OBIETTIVO DELL'ESERCIZIO: Riprenda il brano sull'Abbé Pierre e ne scriva il seguito, a partire dall'ultima frase riportata.

BRANO SCELTO:
★ ★ ★ ★
Virginia Di Cicco
(NPG 2000-09-2)
La storia comincia una notte di luglio in un paese in guerra: la Francia. Il vicario della cattedrale di Grenoble, padre Henry Groués, cerca con la solita difficoltà di riposare quando forti colpi alla porta lo scuotono. Ebrei cercano rifugio e lui li accoglie. Inizia la Resistenza. Nasce l’Abbé Pierre.
Da allora non tornerà più ad essere padre Henry, un segno tra tanti per intendere che la Resistenza non può terminare se il nemico non è stato sradicato: e la povertà è ancora lì.
L’Abbé Pierre ha un sorriso lento. Un leggero sussurrare che la barba a tratti nasconde. Insiste ed insiste in un caparbio conversare che dura da ottanta anni e più.
L’Abbé Pierre da sempre racconta una fiaba e da sempre la sua malattia è lì che lo ascolta. La storia è di quelle impossibili, alle quali anche i bambini con più fantasia credono a stento: una vita compromessa dall’estrema fragilità del corpo e un uomo che non ci sta e decide di camminare comunque, di cadere, di rialzarsi e di camminare ancora.
Durante la seconda guerra mondiale una violenta pleurite quasi lo uccide e l’Abbé Pierre racconta ai propri polmoni la fiaba di un prete che guida per le montagne cordate di ebrei fino alla salvezza in Svizzera. Freddo, fame, fatica.
Dopo il conflitto accetta di farsi eleggere deputato. Non che la politica gli piaccia, ma nessuna strada va lasciata intentata. Quando si accorge che quel mondo vischioso rischia di immobilizzarlo, prende alla lettera se stesso e comincia «a costruire» con le mani, concretamente, senza più indugiare a discorsi.
Comincia dalle rovine di una grande casa appena fuori Parigi, le famiglie povere si accalcano alla porta. Entrano tutti e tutti subito cominciano a lavorare per aiutare questo progetto straordinario. Saranno i giovani a dargli un nome: EMMAUS, il villaggio dove i discepoli incontrarono Cristo risorto.
Oggi, a guardare EMMAUS, si rischia di non crederci: 350 comunità in 32 paesi del mondo: dal Bangladesh alla Danimarca, dal Cile alla Polonia, Uruguay, Camerun e così via.
★ ★ ★ ★
ELENCO DATI:
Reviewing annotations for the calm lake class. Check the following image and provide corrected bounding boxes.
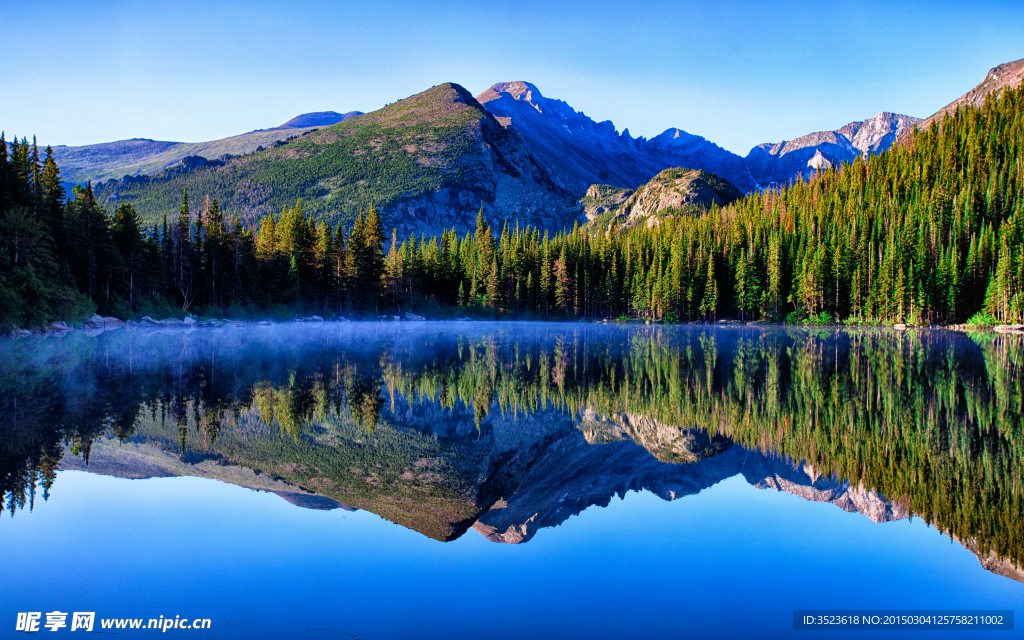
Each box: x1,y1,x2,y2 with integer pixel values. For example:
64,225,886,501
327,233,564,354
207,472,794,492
0,322,1024,640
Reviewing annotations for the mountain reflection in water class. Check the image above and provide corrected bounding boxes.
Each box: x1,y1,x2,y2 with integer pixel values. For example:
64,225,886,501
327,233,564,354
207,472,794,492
0,323,1024,582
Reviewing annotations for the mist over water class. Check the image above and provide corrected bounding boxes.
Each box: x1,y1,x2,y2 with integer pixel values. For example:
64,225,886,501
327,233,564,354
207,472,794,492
0,322,1024,637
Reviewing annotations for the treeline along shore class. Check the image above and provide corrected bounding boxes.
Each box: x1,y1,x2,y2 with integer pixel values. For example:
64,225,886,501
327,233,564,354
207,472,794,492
0,88,1024,329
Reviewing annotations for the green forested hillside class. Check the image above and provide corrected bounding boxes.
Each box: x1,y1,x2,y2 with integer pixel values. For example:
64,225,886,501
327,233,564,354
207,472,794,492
94,84,548,227
0,86,1024,326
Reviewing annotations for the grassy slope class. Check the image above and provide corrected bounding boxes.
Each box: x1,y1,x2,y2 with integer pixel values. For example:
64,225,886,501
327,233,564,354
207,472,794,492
53,127,315,184
97,84,487,229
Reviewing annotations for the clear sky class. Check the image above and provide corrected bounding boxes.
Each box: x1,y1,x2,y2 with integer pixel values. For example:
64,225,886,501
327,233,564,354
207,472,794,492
0,0,1024,155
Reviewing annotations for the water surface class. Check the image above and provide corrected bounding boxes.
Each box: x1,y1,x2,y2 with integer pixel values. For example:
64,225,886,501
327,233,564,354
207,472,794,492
0,323,1024,638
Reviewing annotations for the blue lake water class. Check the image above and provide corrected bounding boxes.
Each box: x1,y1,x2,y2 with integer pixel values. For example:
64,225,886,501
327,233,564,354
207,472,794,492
0,324,1024,639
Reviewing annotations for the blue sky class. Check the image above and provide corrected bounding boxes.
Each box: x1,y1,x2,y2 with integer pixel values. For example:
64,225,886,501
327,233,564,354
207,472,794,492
0,0,1024,155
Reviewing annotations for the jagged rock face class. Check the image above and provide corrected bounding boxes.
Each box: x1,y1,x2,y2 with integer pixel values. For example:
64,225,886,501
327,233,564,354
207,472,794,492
95,83,582,237
588,168,742,226
744,112,921,188
918,58,1024,129
477,82,666,197
647,128,757,194
580,184,634,222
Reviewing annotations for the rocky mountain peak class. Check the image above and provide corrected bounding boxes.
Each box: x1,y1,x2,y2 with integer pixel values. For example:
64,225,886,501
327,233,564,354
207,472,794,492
485,80,544,106
274,112,362,129
918,58,1024,129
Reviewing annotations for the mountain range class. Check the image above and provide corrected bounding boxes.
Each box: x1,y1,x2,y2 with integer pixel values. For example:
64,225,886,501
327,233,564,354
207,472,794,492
54,56,1024,236
53,112,362,184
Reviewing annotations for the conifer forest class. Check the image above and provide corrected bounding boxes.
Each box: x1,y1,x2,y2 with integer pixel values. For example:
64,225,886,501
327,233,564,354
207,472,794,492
0,88,1024,329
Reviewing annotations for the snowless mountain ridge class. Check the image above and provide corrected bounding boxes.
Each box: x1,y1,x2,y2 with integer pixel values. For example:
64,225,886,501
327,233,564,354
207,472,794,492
477,81,921,193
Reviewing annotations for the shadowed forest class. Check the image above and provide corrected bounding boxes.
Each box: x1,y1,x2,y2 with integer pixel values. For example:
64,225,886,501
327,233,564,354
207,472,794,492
0,88,1024,328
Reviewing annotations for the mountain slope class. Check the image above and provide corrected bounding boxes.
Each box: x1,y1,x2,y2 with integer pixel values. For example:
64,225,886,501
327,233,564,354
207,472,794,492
274,112,362,129
743,112,921,188
96,83,575,236
918,58,1024,129
53,112,361,184
584,168,743,226
477,81,750,190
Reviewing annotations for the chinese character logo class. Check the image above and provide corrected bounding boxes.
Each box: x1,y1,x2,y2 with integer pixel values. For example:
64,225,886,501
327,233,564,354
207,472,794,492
71,611,96,631
14,611,43,633
43,611,68,631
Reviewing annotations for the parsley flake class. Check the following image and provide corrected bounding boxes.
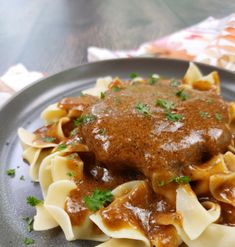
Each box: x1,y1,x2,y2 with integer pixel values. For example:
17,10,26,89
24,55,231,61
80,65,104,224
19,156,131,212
66,172,74,177
135,102,151,117
57,143,67,151
69,129,78,136
215,112,223,122
74,115,96,126
130,73,139,79
98,129,106,135
42,136,55,143
175,89,188,101
23,217,34,232
112,86,121,92
24,238,35,245
156,99,175,110
199,111,210,119
158,180,167,187
170,176,191,184
7,169,16,177
100,92,105,99
84,189,113,211
166,112,183,122
26,196,43,207
148,74,159,85
170,79,181,87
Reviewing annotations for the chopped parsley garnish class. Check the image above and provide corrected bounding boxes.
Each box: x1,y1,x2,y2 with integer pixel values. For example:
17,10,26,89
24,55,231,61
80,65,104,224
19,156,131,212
158,180,167,187
130,73,138,79
170,79,181,87
199,111,210,119
67,153,78,160
215,112,223,122
23,217,34,232
171,176,191,184
156,99,175,110
100,92,105,99
84,189,113,211
112,86,121,92
70,129,78,136
7,169,16,177
42,136,55,143
57,143,67,151
74,115,96,126
67,172,74,177
175,89,188,101
26,196,43,207
24,238,35,245
148,74,159,85
135,102,151,116
98,129,106,135
166,112,183,122
206,98,213,104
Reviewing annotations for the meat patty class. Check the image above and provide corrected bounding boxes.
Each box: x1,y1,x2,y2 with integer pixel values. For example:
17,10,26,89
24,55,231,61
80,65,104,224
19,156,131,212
81,81,231,187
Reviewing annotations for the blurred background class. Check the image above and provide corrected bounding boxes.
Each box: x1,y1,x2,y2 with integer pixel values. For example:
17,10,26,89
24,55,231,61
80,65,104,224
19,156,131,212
0,0,235,75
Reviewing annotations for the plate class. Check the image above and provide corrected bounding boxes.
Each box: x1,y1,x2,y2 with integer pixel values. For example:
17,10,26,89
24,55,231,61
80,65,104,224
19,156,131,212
0,58,235,247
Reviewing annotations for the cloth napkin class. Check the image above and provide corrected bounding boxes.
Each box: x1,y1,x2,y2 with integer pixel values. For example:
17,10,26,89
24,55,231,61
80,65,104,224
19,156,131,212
0,64,44,107
0,13,235,107
88,13,235,71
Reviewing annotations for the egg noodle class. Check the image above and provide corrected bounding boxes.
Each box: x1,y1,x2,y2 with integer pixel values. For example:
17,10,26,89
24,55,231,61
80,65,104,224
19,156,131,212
18,63,235,247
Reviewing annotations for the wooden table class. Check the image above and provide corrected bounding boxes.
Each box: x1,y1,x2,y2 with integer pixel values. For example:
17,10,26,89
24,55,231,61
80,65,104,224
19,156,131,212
0,0,235,74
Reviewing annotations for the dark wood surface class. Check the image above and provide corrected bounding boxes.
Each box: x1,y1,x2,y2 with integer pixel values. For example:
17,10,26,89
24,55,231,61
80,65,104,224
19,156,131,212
0,0,235,75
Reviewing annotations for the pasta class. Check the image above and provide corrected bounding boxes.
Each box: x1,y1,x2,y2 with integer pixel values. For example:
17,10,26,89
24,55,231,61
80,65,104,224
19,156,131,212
18,63,235,247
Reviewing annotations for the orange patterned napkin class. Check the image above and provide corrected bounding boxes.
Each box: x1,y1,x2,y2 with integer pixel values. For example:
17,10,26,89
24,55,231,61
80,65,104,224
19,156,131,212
88,14,235,71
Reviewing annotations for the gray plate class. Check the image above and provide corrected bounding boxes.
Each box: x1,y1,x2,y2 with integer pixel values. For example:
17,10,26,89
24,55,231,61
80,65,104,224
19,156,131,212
0,58,235,247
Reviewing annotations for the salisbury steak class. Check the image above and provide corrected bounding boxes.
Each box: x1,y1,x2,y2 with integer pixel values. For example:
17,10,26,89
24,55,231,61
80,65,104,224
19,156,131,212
81,81,231,187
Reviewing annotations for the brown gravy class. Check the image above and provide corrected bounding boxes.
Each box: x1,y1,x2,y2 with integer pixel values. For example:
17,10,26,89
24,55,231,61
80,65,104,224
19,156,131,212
31,78,235,247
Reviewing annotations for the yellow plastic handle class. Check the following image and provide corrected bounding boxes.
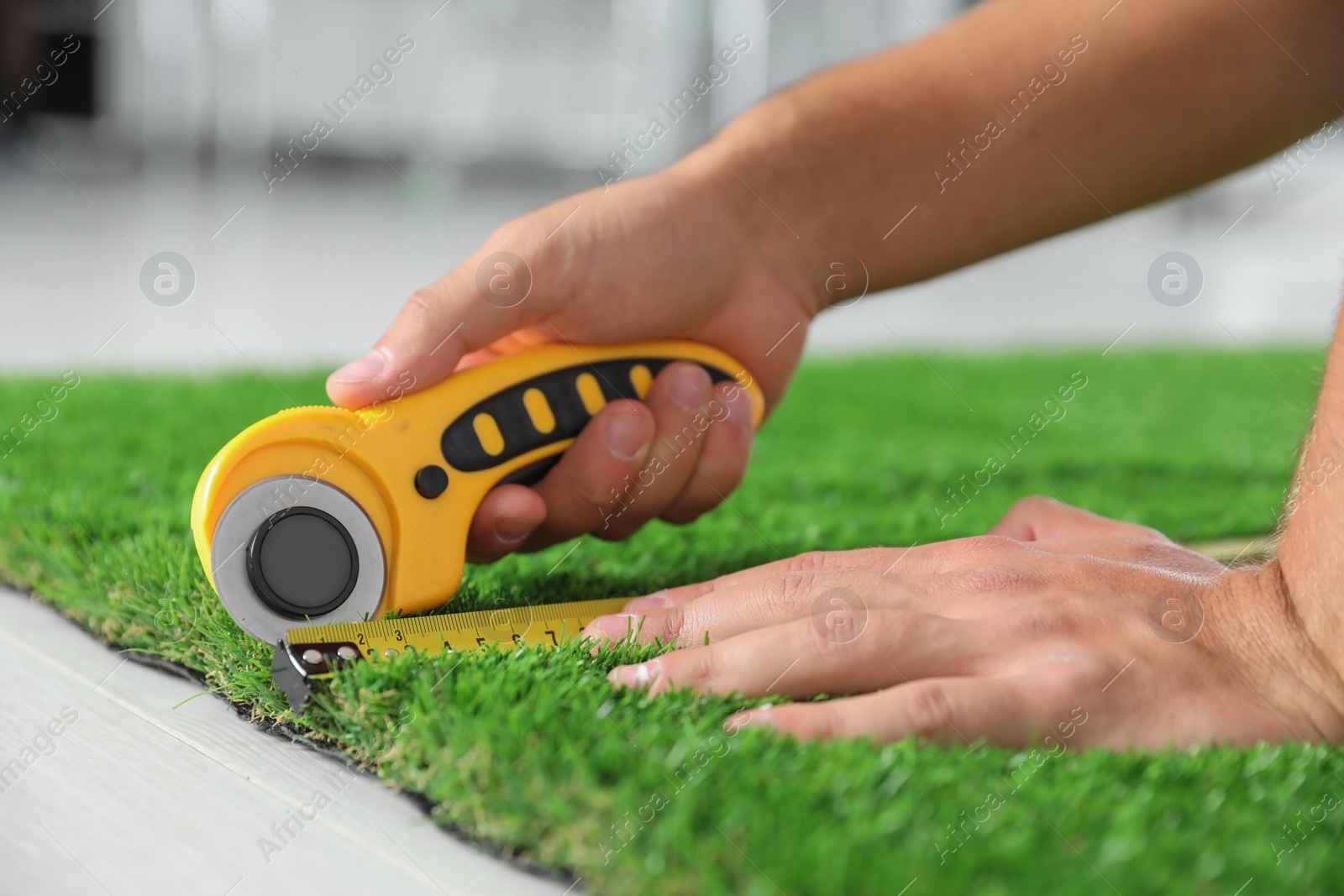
★ ★ ★ ★
SPAZIO RISPOSTA:
Ogni comunità vive indipendente e lavora per la propria autosufficienza economica. Al centro del progetto c’è la realizzazione in pienezza della dignità della persona umana che trova la massima espressione di sé nella possibilità di costruire il proprio avvenire con il proprio lavoro.
La cosa straordinaria di EMMAUS è scritta nella sua carta: «A tutto cerchiamo di ridare valore». Non soltanto alle persone che il mondo ha stritolato e travolto nei suoi folli ingranaggi, ma anche nelle cose che la società dei consumi getta via perché già annoiata di loro. Nelle mani di questi amorevoli artigiani le cose riprendono vita, bellezza e signità. Già, la dignità delle cose.
Le comunità EMMAUS sono un mondo fuori dal mondo.
Quando vai a visitarne una, così solo per capire o magari per curiosità, tutti ti accolgono con un sorriso di tenerezza perché l’odore della tua paura si è sentito prima che tu arrivassi. Cercano di tranquillizzarti, ma tu sei troppo preso a combattere con la vergogna. Nel tentativo di consolarti qualcuno ti dice che sei stato gentile ad interessarti a loro, perché l’essenziale è non rimanere indifferenti ma farsi pervadere dalla «collera dell’amore».
La dignità delle cose. La collera dell’amore.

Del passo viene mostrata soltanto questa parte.